_AIM OF THE EXERCISE_
All lines from the one containing "Teacher note: have the class pick out the man wearing white" to the final line of the material should be retyped exactly. Nothing else belongs in the response.

_RECORDS FOR THE TASK_

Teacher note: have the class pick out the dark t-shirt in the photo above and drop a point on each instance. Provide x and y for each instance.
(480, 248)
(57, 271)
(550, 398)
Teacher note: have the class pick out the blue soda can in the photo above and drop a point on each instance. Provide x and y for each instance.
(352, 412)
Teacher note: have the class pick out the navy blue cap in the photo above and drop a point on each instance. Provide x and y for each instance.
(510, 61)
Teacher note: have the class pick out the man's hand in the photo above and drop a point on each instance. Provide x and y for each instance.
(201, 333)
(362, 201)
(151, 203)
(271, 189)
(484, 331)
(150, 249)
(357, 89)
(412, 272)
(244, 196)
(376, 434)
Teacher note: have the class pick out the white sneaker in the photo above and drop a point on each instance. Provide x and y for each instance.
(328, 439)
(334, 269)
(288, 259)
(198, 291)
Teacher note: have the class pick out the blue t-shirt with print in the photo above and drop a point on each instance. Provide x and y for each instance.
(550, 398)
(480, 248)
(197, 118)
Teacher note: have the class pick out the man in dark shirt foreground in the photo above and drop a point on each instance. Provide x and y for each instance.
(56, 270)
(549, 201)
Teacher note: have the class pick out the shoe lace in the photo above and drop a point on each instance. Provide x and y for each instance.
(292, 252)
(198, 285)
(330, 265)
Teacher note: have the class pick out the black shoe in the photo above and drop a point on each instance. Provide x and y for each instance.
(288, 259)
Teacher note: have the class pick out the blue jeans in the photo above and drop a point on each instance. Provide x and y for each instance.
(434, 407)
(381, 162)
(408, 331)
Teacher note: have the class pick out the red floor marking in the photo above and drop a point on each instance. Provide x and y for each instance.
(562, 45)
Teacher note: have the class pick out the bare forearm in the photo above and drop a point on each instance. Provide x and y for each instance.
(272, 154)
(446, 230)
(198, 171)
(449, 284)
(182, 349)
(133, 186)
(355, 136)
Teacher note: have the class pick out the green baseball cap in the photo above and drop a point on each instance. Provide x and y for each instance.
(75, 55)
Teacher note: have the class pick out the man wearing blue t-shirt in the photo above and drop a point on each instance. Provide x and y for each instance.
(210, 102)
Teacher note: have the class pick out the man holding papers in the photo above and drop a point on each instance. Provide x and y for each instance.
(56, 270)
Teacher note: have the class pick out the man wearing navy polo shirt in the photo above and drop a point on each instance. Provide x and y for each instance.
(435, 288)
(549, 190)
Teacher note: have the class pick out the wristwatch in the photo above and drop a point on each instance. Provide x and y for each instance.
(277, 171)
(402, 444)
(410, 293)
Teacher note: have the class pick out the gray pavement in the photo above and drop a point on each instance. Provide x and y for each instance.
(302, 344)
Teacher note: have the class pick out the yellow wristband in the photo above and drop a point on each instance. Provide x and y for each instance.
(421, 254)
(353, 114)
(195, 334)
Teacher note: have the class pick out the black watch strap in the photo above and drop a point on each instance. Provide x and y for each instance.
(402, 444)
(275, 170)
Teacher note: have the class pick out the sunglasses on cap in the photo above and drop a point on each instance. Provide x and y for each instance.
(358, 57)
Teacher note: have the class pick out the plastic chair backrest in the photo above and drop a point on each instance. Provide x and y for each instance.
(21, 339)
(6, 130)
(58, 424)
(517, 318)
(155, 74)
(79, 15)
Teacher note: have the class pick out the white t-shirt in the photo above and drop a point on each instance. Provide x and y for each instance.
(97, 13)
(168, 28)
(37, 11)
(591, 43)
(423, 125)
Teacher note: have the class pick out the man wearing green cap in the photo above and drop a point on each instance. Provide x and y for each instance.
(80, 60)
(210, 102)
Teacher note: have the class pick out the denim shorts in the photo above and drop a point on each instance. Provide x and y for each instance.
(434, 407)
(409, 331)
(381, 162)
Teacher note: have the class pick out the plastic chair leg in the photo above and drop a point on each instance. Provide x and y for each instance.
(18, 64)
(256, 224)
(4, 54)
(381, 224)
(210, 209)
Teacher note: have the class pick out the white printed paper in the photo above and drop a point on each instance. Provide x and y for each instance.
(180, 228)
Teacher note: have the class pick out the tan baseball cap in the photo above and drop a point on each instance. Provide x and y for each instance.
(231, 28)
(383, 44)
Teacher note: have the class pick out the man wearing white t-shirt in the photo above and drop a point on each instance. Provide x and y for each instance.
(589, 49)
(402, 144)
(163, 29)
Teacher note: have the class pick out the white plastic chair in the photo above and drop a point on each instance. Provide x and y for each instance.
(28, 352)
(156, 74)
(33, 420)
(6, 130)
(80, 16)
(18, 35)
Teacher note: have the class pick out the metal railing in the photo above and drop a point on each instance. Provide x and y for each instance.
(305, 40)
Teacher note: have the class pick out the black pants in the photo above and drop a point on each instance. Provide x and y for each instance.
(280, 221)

_YOUR RESPONSE_
Teacher note: have the class pick out the man wearing white t-shirt in the photo above and drop a point on each instance. Provide x and y for each instance.
(589, 49)
(402, 144)
(163, 29)
Teacher note: have the class pick out the white plastic chair in the photo above and drop a point on each instance. Provide x and y for each instance.
(28, 352)
(156, 74)
(33, 420)
(6, 130)
(80, 16)
(18, 35)
Teacher note: have the class pick out the metal railing in the photo above and drop a point on each instance. Provide x and y for each instance.
(305, 40)
Teacher note: have the class pick out the black pants in the photo above and drop a point on each instance. Provide x and y for each instance.
(280, 221)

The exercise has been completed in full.